◆ **Problem details**: Copy out every line of the data below, shifting each coordinate pair by adding 86 to both of its numbers and leaving all other text unchanged.

◆ **Entries**:
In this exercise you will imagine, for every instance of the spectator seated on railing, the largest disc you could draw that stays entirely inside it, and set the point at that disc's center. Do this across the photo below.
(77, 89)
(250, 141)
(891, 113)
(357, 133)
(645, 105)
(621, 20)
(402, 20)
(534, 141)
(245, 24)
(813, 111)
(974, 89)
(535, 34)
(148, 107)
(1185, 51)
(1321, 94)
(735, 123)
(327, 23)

◆ **Task result**:
In this exercise you will imagine, for every instance of the spectator seated on railing, the largest disc you could draw that stays entirely inside it, and set the point at that disc's center. Do this across the photo below.
(163, 175)
(336, 227)
(977, 199)
(443, 219)
(731, 191)
(707, 106)
(488, 106)
(620, 227)
(331, 110)
(899, 197)
(1060, 175)
(621, 120)
(234, 193)
(1271, 137)
(1407, 180)
(821, 209)
(413, 109)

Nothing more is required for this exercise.